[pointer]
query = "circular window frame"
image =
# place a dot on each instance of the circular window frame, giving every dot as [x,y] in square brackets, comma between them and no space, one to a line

---

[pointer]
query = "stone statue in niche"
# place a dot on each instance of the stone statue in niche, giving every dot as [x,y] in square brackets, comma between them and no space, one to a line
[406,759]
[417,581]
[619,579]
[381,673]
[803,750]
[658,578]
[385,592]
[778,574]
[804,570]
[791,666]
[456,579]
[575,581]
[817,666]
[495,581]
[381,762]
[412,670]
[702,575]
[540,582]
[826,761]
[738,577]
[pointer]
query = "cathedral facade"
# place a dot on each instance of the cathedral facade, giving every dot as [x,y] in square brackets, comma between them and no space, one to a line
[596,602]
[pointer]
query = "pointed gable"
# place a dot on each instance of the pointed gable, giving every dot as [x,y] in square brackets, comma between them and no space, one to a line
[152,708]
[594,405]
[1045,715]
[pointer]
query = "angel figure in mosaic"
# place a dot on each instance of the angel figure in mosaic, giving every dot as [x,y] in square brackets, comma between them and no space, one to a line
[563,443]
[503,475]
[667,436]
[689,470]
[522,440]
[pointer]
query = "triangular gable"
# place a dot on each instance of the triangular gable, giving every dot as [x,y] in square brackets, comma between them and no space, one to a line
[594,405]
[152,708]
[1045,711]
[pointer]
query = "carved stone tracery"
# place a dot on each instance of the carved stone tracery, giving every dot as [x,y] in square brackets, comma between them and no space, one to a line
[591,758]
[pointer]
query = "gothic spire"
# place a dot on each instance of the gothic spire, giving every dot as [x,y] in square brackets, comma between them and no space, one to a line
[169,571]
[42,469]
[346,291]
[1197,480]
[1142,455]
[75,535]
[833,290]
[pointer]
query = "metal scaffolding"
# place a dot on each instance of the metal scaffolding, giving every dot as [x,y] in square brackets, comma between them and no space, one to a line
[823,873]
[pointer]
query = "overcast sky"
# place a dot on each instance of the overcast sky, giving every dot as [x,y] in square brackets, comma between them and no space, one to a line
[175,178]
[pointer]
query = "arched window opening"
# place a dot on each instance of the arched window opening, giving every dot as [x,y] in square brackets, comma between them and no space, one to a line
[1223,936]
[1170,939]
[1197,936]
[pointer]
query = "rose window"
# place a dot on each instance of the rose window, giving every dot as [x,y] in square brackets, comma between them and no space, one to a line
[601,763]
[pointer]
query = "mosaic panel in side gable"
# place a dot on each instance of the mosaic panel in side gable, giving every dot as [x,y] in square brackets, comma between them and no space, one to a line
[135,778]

• TASK TO CARRY OUT: Taking each line of the material above in turn, count those containing the string "circular". State the number alone.

• WRITTEN REPLY: 2